## Given instruction:
Find each line in the rows below that contains the string "path", and copy those lines out in order.

Rows from a box labeling dataset
- - -
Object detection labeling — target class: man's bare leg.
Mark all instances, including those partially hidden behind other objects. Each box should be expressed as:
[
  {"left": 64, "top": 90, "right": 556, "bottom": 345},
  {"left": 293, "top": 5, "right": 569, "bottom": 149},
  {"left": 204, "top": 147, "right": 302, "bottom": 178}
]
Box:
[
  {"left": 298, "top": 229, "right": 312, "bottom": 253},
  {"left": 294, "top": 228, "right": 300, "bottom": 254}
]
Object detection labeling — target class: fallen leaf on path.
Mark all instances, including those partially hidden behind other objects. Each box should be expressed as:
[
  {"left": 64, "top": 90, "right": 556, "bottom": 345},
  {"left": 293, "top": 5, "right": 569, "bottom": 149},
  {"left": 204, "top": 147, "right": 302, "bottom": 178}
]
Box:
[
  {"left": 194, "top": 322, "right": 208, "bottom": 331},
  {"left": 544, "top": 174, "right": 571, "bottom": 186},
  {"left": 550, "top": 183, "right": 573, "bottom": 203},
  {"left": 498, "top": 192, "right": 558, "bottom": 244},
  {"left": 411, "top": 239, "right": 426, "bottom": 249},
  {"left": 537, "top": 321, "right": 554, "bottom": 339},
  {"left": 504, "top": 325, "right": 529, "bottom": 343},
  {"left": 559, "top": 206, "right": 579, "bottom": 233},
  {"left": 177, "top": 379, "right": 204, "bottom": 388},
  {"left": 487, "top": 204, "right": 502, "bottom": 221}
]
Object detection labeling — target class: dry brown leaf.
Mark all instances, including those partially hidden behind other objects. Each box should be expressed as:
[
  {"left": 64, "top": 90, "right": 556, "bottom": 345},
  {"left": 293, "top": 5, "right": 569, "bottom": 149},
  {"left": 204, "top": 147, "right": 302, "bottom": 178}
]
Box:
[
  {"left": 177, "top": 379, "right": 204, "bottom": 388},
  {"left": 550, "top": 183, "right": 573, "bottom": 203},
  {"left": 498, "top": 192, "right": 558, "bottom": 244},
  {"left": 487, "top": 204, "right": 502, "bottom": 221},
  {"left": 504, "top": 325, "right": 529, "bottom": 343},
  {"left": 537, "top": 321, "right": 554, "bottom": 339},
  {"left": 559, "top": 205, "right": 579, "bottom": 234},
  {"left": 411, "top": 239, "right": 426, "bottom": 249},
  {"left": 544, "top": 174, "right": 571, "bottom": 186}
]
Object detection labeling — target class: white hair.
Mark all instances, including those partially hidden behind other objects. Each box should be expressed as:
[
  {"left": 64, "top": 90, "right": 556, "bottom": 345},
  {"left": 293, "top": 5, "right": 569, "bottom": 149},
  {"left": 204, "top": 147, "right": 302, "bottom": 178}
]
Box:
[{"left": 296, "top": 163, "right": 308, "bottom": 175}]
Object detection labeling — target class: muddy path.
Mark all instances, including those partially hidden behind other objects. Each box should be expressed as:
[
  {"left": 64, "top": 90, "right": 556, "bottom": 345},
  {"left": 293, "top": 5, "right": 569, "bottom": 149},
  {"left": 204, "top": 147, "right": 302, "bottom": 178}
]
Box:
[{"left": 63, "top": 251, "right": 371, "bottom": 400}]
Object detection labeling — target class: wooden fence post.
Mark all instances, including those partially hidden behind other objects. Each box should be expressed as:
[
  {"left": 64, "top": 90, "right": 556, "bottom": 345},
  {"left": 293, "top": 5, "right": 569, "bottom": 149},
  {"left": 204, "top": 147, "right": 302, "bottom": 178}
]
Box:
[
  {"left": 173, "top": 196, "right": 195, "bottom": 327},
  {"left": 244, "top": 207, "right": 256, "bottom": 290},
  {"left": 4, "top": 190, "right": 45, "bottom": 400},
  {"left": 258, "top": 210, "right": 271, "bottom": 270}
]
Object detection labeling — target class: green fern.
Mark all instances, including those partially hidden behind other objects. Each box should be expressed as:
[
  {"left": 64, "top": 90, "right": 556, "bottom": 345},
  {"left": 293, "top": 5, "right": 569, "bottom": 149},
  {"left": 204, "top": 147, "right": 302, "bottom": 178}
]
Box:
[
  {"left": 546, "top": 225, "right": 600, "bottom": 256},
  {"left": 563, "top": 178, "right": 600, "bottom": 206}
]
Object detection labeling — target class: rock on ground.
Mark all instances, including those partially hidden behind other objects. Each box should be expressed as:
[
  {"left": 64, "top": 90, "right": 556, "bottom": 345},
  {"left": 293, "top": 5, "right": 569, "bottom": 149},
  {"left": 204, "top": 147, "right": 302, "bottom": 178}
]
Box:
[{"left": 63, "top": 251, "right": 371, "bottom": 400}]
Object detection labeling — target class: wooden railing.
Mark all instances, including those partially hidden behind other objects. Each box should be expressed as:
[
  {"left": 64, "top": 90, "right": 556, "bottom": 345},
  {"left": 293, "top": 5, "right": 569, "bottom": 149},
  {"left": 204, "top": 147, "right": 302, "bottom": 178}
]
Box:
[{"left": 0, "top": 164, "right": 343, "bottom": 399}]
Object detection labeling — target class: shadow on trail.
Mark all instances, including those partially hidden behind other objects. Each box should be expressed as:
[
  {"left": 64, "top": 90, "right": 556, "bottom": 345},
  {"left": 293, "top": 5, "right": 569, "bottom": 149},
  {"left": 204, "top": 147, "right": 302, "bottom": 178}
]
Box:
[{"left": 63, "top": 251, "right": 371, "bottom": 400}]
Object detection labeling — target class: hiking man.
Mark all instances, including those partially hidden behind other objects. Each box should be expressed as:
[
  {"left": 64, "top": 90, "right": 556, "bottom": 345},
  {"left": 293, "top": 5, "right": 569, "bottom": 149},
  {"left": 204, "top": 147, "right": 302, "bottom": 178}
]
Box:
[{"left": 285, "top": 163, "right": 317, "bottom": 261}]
- - -
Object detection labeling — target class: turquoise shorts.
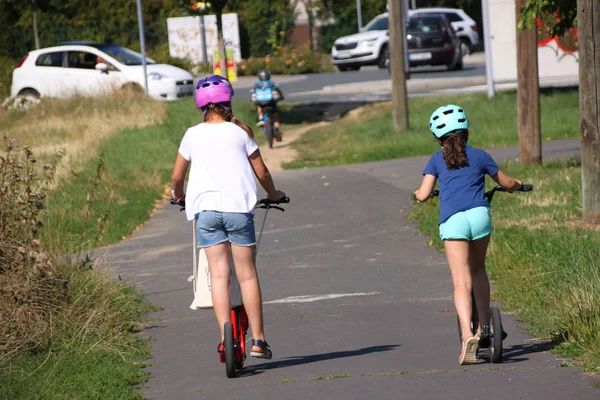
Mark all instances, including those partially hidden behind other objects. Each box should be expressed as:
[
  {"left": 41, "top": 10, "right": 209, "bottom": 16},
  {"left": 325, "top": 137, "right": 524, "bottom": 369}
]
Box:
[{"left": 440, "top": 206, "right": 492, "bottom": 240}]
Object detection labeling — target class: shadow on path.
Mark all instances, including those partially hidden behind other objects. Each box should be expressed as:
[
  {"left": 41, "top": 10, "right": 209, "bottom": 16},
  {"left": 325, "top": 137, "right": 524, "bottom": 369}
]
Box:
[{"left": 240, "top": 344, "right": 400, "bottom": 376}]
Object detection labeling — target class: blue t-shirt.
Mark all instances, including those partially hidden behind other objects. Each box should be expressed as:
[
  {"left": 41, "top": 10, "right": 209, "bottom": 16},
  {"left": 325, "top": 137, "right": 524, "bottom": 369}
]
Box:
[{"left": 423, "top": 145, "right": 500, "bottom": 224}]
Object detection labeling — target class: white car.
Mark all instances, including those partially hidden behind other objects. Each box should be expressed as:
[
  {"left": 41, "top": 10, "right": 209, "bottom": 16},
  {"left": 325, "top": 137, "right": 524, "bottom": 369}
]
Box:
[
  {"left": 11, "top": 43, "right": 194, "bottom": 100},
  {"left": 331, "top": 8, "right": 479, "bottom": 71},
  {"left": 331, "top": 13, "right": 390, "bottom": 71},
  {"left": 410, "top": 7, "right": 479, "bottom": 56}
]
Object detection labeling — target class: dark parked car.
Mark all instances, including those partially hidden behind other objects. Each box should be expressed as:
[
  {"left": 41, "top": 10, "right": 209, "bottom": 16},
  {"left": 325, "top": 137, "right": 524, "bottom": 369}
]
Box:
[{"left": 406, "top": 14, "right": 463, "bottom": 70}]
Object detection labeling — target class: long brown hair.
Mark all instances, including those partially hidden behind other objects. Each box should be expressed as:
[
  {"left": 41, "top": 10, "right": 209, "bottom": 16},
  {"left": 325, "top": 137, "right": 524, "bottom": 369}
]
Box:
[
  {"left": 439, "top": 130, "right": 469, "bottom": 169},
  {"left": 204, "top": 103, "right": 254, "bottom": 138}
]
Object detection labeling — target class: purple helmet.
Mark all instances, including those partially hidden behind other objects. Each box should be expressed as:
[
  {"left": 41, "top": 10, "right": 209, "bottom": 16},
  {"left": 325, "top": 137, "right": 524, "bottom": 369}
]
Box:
- - -
## Output:
Object detection labeling — target class: fallen leaf on path.
Object detection labeling — target class: muddy path.
Object detection labeling — target class: shadow on path.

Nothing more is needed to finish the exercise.